» What is asked
1. Do the following statements agree with the passage on extending the BSFC study? Answer each with yes or no and quote the words of the passage that decide it.
(a) The refinement step is demonstrated in Section 2.1.
(b) The extensions made upon BSFC are three-fold.
(c) The discriminative metric measures the similarity between different nodes.
2. In the passage on extending the BSFC study, rewrite the part that opens with the words "The work in" and closes with "of the algorithm.", changing "refinement step" to "post-processing step".
3. Answer these questions from the passage on extending the BSFC study:
(a) What is the title of the preliminary study?
(b) What can the refinement step do?
(c) What were the new experiments compared with?

» Document passage
===============

The work in this paper is a substantial extension of our preliminary study titled “A hybrid of background scatter and foreground contour completeness for salient object detection” [26] (referred to as BSFC). Three-fold extensions are made upon BSFC in this paper, namely algorithm, framework, and experiment. Specifically, this paper proposes to additionally develop a discriminative metric to measure the similarity between different nodes, which can improve the effectiveness of the proposed algorithm (as demonstrated in Section 2.1). Secondly, we improve the original framework by adding a refinement step, which can highlight the foreground while suppressing the background (as demonstrated in Section 2.5). Lastly, we conducted more plentiful experiments by comparing with more state-of-the-art methods and implementing the more comprehensive and in-depth analysis of the algorithm.

===============

» Supplied information
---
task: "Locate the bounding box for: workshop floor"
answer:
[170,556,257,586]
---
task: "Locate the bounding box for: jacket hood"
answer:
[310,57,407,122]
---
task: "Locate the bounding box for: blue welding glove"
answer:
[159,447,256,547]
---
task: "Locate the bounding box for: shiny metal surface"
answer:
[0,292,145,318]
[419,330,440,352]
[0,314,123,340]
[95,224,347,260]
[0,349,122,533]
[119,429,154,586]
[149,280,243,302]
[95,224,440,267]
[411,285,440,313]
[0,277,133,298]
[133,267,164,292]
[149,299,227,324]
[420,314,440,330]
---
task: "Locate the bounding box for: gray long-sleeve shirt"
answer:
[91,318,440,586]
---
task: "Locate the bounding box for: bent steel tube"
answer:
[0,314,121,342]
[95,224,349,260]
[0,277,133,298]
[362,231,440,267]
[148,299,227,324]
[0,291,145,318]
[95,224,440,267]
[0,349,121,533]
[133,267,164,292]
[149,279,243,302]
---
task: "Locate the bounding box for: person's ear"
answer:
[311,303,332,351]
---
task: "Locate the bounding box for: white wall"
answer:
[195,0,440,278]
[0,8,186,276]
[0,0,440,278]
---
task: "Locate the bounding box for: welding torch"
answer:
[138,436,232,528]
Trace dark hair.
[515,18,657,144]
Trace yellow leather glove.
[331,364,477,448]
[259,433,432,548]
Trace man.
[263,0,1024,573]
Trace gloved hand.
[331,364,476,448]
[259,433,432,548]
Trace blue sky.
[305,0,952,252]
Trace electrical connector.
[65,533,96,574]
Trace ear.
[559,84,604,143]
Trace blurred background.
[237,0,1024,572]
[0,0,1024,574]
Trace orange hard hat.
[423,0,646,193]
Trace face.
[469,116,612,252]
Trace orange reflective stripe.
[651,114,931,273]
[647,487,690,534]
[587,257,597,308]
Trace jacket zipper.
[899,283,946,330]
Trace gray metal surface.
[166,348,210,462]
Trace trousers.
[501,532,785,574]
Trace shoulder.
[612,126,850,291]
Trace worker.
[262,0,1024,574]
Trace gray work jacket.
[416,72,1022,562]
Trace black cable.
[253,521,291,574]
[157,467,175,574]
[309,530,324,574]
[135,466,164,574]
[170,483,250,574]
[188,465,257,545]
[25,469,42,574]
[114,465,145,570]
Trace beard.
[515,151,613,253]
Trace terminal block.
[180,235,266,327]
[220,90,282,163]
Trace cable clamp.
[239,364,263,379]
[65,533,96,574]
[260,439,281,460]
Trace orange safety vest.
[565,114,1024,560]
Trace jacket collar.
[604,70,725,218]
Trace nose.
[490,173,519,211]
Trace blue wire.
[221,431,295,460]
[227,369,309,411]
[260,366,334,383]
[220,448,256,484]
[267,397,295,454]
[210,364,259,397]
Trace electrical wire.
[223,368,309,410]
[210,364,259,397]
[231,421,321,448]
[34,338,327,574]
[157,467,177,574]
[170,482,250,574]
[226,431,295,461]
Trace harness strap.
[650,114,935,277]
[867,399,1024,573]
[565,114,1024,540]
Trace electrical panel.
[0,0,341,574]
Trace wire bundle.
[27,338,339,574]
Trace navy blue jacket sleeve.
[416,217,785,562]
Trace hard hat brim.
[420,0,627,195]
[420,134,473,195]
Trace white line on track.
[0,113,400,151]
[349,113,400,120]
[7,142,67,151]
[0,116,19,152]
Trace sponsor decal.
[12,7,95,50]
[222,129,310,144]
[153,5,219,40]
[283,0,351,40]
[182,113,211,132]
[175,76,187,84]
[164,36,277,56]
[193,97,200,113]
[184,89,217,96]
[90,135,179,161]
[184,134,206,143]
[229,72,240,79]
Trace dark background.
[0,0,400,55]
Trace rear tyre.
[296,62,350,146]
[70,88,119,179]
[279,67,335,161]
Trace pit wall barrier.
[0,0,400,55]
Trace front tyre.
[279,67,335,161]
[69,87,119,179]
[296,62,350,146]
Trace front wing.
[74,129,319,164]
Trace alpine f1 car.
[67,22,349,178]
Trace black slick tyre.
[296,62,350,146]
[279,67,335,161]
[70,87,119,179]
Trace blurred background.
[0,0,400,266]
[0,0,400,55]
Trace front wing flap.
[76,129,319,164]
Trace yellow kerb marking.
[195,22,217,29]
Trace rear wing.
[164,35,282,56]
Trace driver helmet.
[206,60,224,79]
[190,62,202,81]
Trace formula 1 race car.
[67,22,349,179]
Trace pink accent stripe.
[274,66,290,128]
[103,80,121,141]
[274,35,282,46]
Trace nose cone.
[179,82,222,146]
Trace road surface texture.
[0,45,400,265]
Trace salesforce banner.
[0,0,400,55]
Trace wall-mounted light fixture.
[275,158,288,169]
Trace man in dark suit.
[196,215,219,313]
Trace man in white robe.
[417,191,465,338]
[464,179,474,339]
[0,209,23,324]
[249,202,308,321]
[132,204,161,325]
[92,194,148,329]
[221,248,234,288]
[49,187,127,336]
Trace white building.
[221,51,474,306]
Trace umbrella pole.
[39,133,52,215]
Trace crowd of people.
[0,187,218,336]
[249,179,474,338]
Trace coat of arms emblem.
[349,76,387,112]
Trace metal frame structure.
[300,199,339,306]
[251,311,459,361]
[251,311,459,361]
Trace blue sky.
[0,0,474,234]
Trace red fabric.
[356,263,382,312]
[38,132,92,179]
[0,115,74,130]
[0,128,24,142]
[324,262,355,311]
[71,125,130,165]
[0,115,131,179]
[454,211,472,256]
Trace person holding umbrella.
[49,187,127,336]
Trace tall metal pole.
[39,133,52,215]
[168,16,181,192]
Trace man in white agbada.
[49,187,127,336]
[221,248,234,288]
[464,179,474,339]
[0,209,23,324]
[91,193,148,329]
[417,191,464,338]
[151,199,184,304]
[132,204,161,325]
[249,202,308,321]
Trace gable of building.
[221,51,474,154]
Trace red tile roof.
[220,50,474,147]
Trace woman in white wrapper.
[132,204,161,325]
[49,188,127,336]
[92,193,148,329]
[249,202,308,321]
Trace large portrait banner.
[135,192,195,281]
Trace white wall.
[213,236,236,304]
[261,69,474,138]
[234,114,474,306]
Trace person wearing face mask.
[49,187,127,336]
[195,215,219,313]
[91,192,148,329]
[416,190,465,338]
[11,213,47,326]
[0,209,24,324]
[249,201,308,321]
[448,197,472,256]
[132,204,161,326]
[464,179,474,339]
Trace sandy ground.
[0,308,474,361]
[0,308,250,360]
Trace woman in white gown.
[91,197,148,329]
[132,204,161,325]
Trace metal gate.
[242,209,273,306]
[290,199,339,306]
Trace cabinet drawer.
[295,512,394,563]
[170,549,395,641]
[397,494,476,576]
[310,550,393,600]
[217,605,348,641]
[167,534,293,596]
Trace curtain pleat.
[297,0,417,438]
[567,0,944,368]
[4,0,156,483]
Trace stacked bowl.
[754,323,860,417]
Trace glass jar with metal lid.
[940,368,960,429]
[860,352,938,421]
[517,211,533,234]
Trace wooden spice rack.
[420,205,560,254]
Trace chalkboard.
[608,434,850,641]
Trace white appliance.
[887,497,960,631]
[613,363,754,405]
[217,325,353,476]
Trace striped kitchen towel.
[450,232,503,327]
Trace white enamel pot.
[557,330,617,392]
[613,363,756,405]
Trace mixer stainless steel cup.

===============

» The answers
1.
(a) No: "adding a refinement step, which can highlight the foreground while suppressing the background (as demonstrated in Section 2.5)"
(b) Yes: "Three-fold extensions are made upon BSFC in this paper, namely algorithm, framework, and experiment."
(c) Yes: "a discriminative metric to measure the similarity between different nodes"

2.
The work in this paper is a substantial extension of our preliminary study titled “A hybrid of background scatter and foreground contour completeness for salient object detection” [26] (referred to as BSFC). Three-fold extensions are made upon BSFC in this paper, namely algorithm, framework, and experiment. Specifically, this paper proposes to additionally develop a discriminative metric to measure the similarity between different nodes, which can improve the effectiveness of the proposed algorithm (as demonstrated in Section 2.1). Secondly, we improve the original framework by adding a post-processing step, which can highlight the foreground while suppressing the background (as demonstrated in Section 2.5). Lastly, we conducted more plentiful experiments by comparing with more state-of-the-art methods and implementing the more comprehensive and in-depth analysis of the algorithm.

3.
(a) "A hybrid of background scatter and foreground contour completeness for salient object detection"
(b) It can highlight the foreground while suppressing the background.
(c) More state-of-the-art methods.